Express each line of the material below as a string in a single JSON list, one string per line, and omit any blank lines.

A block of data
——

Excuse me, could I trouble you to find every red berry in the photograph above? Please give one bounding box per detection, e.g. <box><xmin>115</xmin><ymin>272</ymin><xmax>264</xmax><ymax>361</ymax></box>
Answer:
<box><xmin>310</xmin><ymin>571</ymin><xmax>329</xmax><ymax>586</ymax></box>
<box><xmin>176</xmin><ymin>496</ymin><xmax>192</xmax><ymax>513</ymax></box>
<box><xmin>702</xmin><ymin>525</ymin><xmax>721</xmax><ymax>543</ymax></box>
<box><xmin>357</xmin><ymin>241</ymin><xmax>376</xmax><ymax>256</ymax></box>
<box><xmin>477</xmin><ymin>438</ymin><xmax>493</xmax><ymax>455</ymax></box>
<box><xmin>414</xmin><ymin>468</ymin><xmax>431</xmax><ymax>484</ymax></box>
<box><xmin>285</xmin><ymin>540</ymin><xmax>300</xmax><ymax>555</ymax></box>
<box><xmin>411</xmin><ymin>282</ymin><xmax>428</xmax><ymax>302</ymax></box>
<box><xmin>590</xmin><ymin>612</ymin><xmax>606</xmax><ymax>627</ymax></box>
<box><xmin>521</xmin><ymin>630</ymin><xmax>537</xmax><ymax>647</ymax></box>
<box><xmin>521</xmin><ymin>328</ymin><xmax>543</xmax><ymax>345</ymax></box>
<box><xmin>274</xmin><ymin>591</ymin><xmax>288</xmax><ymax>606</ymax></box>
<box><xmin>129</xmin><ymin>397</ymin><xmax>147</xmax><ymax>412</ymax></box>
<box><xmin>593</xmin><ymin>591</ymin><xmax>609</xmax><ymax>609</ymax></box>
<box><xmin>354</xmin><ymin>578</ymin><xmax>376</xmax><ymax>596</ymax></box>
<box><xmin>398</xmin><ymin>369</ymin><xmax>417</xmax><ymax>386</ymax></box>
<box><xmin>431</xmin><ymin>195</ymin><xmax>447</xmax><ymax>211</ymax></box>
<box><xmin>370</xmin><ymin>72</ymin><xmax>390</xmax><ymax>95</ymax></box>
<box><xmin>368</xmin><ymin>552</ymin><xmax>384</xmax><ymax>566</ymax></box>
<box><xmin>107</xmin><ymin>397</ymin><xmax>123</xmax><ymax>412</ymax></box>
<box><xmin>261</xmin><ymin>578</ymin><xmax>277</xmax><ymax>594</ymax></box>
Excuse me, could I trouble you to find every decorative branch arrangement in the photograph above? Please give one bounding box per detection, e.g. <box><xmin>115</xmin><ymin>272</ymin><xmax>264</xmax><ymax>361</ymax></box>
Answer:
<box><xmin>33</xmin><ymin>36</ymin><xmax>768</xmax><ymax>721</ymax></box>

——

Exercise output
[
  "Excuse me, could I trouble you to find every red berry in the photograph above? Please give one bounding box per detection, e.g. <box><xmin>115</xmin><ymin>272</ymin><xmax>264</xmax><ymax>361</ymax></box>",
  "Answer:",
  "<box><xmin>310</xmin><ymin>571</ymin><xmax>329</xmax><ymax>586</ymax></box>",
  "<box><xmin>176</xmin><ymin>496</ymin><xmax>192</xmax><ymax>513</ymax></box>",
  "<box><xmin>702</xmin><ymin>525</ymin><xmax>721</xmax><ymax>543</ymax></box>",
  "<box><xmin>357</xmin><ymin>241</ymin><xmax>376</xmax><ymax>256</ymax></box>",
  "<box><xmin>477</xmin><ymin>438</ymin><xmax>493</xmax><ymax>455</ymax></box>",
  "<box><xmin>414</xmin><ymin>468</ymin><xmax>431</xmax><ymax>484</ymax></box>",
  "<box><xmin>285</xmin><ymin>540</ymin><xmax>300</xmax><ymax>555</ymax></box>",
  "<box><xmin>411</xmin><ymin>282</ymin><xmax>428</xmax><ymax>302</ymax></box>",
  "<box><xmin>590</xmin><ymin>612</ymin><xmax>606</xmax><ymax>627</ymax></box>",
  "<box><xmin>521</xmin><ymin>630</ymin><xmax>537</xmax><ymax>647</ymax></box>",
  "<box><xmin>521</xmin><ymin>328</ymin><xmax>543</xmax><ymax>345</ymax></box>",
  "<box><xmin>274</xmin><ymin>591</ymin><xmax>288</xmax><ymax>606</ymax></box>",
  "<box><xmin>129</xmin><ymin>397</ymin><xmax>147</xmax><ymax>412</ymax></box>",
  "<box><xmin>593</xmin><ymin>591</ymin><xmax>609</xmax><ymax>609</ymax></box>",
  "<box><xmin>354</xmin><ymin>578</ymin><xmax>376</xmax><ymax>596</ymax></box>",
  "<box><xmin>398</xmin><ymin>369</ymin><xmax>417</xmax><ymax>386</ymax></box>",
  "<box><xmin>431</xmin><ymin>195</ymin><xmax>447</xmax><ymax>211</ymax></box>",
  "<box><xmin>370</xmin><ymin>72</ymin><xmax>390</xmax><ymax>95</ymax></box>",
  "<box><xmin>368</xmin><ymin>552</ymin><xmax>384</xmax><ymax>566</ymax></box>",
  "<box><xmin>107</xmin><ymin>397</ymin><xmax>123</xmax><ymax>412</ymax></box>",
  "<box><xmin>261</xmin><ymin>578</ymin><xmax>277</xmax><ymax>594</ymax></box>",
  "Excuse me, could I trouble you to find every decorative branch arrangement in the photograph above? Please give one bounding box per detection, e.g. <box><xmin>115</xmin><ymin>272</ymin><xmax>264</xmax><ymax>361</ymax></box>",
  "Answer:",
  "<box><xmin>33</xmin><ymin>36</ymin><xmax>768</xmax><ymax>721</ymax></box>"
]